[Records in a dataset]
>> begin

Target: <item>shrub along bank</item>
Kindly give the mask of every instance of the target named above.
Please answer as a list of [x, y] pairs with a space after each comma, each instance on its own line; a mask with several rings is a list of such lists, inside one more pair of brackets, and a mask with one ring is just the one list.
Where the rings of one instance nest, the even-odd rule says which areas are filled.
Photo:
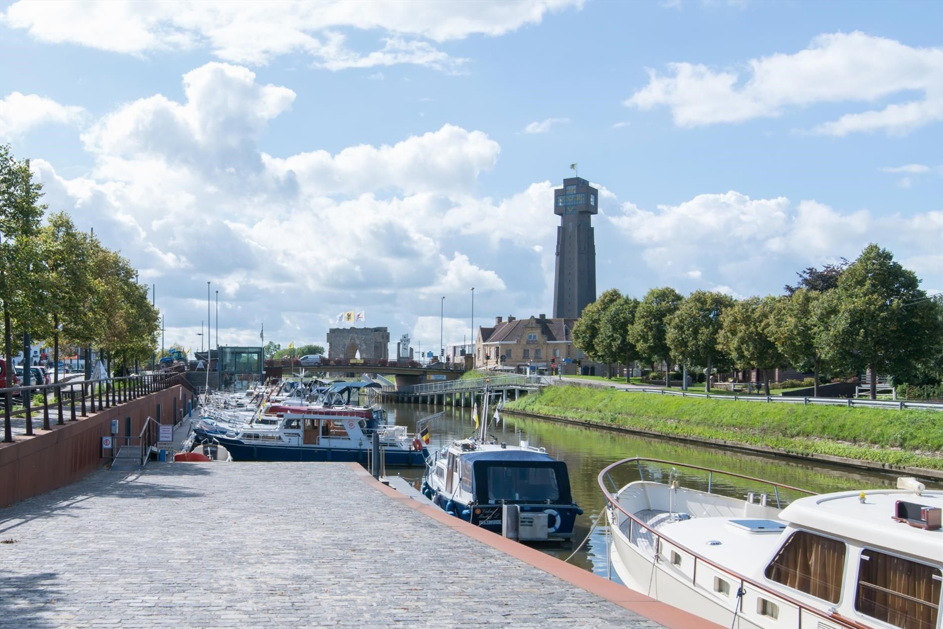
[[572, 386], [547, 387], [505, 408], [666, 437], [943, 470], [940, 411], [774, 405]]

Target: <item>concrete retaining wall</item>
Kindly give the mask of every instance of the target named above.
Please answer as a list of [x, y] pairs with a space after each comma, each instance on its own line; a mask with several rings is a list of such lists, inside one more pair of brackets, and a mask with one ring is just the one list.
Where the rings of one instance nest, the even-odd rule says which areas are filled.
[[54, 423], [49, 432], [37, 429], [33, 437], [18, 435], [12, 443], [0, 443], [0, 507], [74, 483], [109, 462], [101, 455], [101, 444], [102, 438], [111, 434], [111, 420], [118, 420], [119, 435], [124, 435], [125, 418], [130, 417], [131, 435], [137, 437], [148, 416], [157, 419], [157, 405], [161, 422], [173, 423], [174, 400], [179, 419], [191, 396], [177, 385], [77, 422]]

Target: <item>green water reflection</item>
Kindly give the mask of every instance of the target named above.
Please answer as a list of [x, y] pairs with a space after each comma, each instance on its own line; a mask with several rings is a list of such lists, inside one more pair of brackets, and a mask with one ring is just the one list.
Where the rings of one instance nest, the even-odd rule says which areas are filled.
[[[416, 422], [435, 412], [442, 410], [423, 405], [385, 405], [391, 419], [396, 423], [415, 428]], [[527, 440], [530, 445], [547, 449], [547, 452], [562, 461], [566, 461], [570, 471], [570, 483], [573, 499], [583, 508], [584, 514], [577, 520], [574, 543], [579, 543], [588, 532], [604, 508], [604, 499], [597, 483], [597, 476], [603, 468], [622, 458], [643, 456], [676, 461], [686, 465], [696, 465], [715, 470], [723, 470], [745, 476], [768, 479], [783, 485], [809, 489], [819, 493], [843, 489], [864, 489], [894, 487], [896, 475], [848, 470], [837, 466], [822, 465], [808, 461], [760, 455], [705, 447], [663, 439], [638, 437], [627, 433], [573, 425], [557, 422], [534, 420], [502, 414], [499, 425], [492, 425], [489, 433], [501, 441], [517, 444], [519, 439]], [[474, 433], [474, 424], [470, 408], [445, 407], [445, 417], [437, 420], [430, 426], [430, 448], [440, 447], [453, 439], [470, 437]], [[667, 478], [670, 466], [646, 465], [646, 478]], [[422, 479], [422, 470], [399, 470], [404, 478], [417, 484]], [[707, 488], [707, 472], [678, 469], [679, 479], [685, 487]], [[614, 472], [614, 483], [621, 487], [625, 483], [637, 480], [638, 471], [634, 465]], [[927, 484], [931, 487], [932, 484]], [[775, 495], [769, 486], [752, 483], [742, 479], [720, 477], [712, 479], [712, 489], [720, 493], [743, 496], [747, 491], [769, 494], [769, 504], [775, 504]], [[781, 491], [783, 505], [798, 494]], [[589, 539], [577, 552], [571, 563], [598, 574], [606, 574], [604, 517], [593, 531]], [[572, 553], [571, 547], [543, 548], [545, 552], [564, 559]], [[615, 574], [613, 573], [613, 578]]]

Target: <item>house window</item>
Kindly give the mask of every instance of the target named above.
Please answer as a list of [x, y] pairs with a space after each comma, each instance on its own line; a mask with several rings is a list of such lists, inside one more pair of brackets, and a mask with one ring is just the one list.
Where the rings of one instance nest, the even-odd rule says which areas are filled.
[[829, 603], [838, 603], [845, 578], [845, 542], [807, 531], [796, 531], [779, 549], [764, 573], [770, 581], [786, 588]]
[[935, 566], [866, 548], [858, 561], [854, 609], [895, 627], [933, 629], [941, 578]]

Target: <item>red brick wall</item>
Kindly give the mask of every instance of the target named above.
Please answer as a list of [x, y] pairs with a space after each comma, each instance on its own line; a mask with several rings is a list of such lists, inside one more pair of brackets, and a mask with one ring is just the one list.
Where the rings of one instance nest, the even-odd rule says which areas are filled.
[[186, 412], [190, 395], [177, 385], [77, 422], [66, 420], [62, 426], [54, 423], [49, 432], [41, 430], [41, 411], [40, 420], [33, 420], [33, 437], [14, 435], [12, 443], [0, 443], [0, 507], [74, 483], [103, 467], [110, 460], [101, 457], [101, 443], [103, 437], [111, 434], [111, 420], [118, 420], [118, 432], [124, 435], [124, 419], [130, 417], [131, 434], [137, 437], [148, 416], [157, 419], [158, 404], [162, 422], [171, 423], [174, 398], [179, 417], [179, 409]]

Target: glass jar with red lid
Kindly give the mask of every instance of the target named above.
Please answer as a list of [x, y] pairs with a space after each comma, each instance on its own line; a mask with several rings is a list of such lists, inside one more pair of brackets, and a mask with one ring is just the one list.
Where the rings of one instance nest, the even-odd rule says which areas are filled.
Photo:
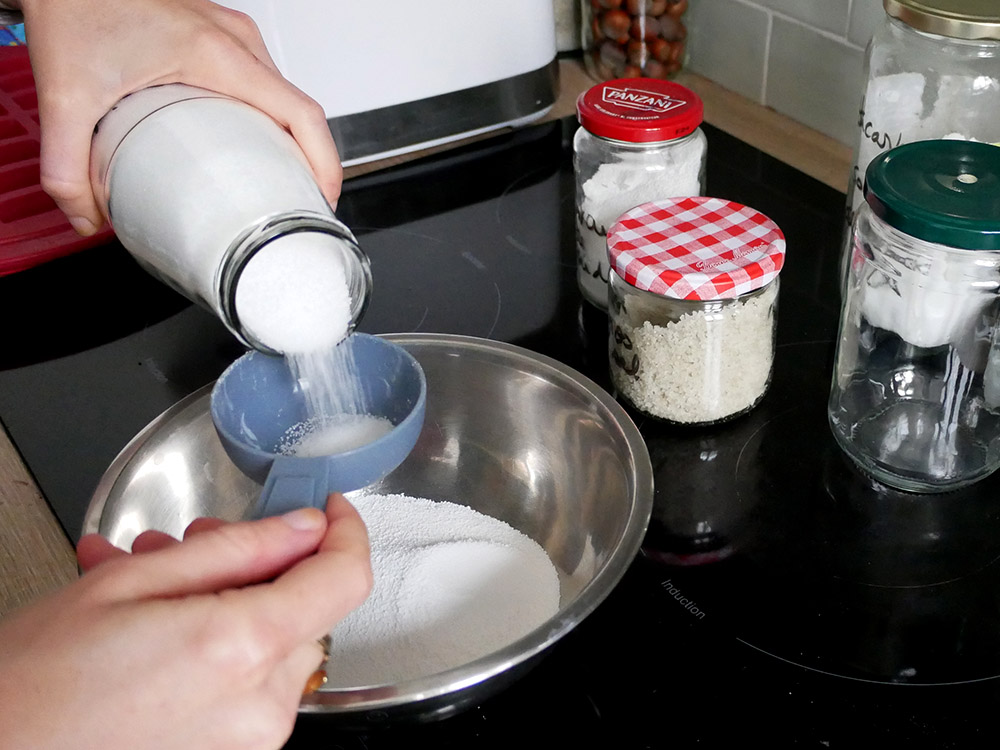
[[764, 397], [785, 237], [740, 203], [694, 196], [628, 211], [608, 233], [610, 367], [620, 400], [712, 424]]
[[577, 282], [606, 310], [611, 225], [641, 203], [704, 192], [703, 105], [679, 83], [629, 78], [591, 87], [576, 109]]

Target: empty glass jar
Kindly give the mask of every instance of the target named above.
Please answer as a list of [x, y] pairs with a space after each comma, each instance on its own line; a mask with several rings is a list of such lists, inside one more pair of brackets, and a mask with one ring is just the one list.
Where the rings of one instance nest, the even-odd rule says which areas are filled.
[[911, 492], [1000, 466], [1000, 148], [905, 144], [868, 167], [829, 418], [851, 459]]

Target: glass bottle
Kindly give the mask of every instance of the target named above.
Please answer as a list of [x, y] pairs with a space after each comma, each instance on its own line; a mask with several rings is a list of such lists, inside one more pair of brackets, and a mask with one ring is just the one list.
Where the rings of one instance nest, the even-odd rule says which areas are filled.
[[640, 203], [704, 192], [703, 105], [678, 83], [637, 78], [593, 86], [576, 107], [577, 282], [606, 310], [611, 225]]
[[610, 367], [643, 414], [711, 424], [764, 397], [774, 364], [785, 238], [763, 214], [711, 197], [653, 201], [608, 233]]
[[829, 401], [866, 473], [911, 492], [1000, 466], [1000, 148], [904, 144], [869, 165]]
[[883, 0], [883, 6], [865, 55], [842, 275], [864, 203], [865, 170], [875, 156], [918, 140], [1000, 142], [1000, 4]]
[[[182, 84], [131, 94], [98, 123], [91, 179], [115, 234], [140, 265], [214, 312], [248, 346], [273, 351], [241, 320], [237, 289], [257, 258], [274, 253], [303, 277], [314, 275], [297, 270], [307, 270], [310, 259], [339, 265], [349, 327], [364, 314], [368, 257], [334, 216], [295, 140], [248, 104]], [[317, 280], [301, 282], [305, 288]], [[294, 279], [291, 286], [298, 286]], [[297, 309], [301, 300], [285, 296], [273, 304]]]

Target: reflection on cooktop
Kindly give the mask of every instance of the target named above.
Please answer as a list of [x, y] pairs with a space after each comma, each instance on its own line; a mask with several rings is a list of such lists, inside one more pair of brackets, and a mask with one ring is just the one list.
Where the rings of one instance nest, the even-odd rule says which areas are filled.
[[[658, 497], [645, 553], [700, 565], [667, 593], [776, 659], [891, 684], [995, 679], [1000, 477], [914, 495], [859, 472], [827, 426], [831, 345], [780, 352], [745, 421], [693, 439], [645, 426]], [[773, 398], [790, 378], [805, 397]]]

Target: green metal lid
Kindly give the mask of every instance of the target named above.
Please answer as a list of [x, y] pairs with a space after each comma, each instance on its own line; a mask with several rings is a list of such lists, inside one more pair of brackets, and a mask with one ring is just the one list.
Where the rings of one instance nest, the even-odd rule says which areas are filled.
[[997, 0], [882, 0], [882, 6], [917, 31], [954, 39], [1000, 40]]
[[967, 250], [1000, 250], [1000, 147], [915, 141], [868, 165], [865, 200], [900, 232]]

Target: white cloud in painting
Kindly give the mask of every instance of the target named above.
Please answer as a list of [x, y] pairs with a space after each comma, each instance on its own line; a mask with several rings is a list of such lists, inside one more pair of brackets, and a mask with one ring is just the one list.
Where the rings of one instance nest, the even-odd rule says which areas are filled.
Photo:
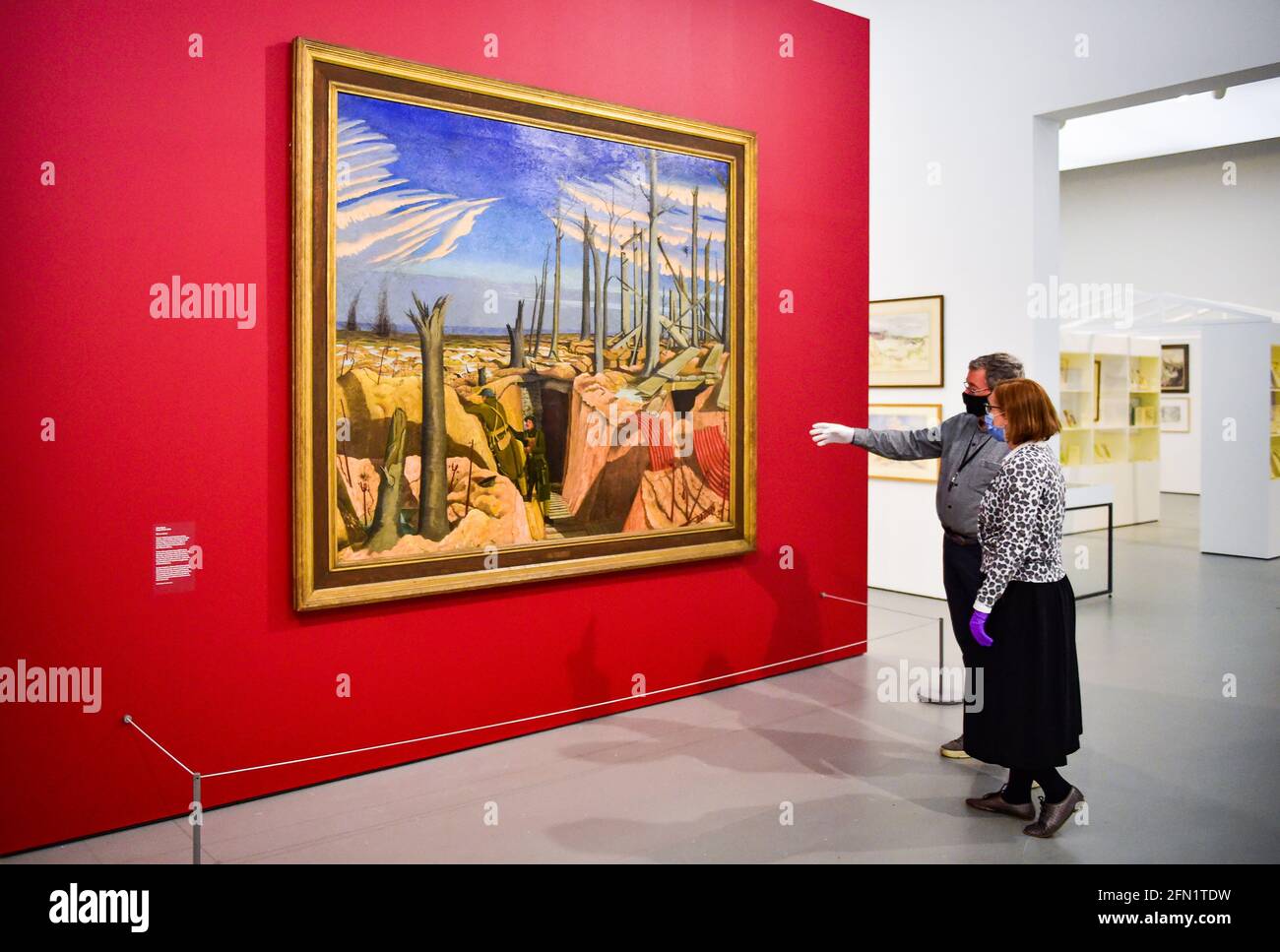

>> end

#### Task requirements
Rewrite the listing from its start to the line with "411], [774, 405]]", replacing "shrub" with "bush" and keeping everything else the same. Omit the pictures.

#### The answer
Target: <item>bush along bank</item>
Kindly give the mask of every instance of the target named above.
Please answer as a list of [x, y] pairs with a space after each comma, each instance on its own line; a mask with several rings is a list of such lists, inside one more pair of brackets, and a mask with one ring is just the one list.
Where the rings of one instance nest, the even-odd rule says which areas are filled.
Photo:
[[572, 386], [547, 387], [505, 408], [666, 437], [943, 470], [940, 411], [774, 405]]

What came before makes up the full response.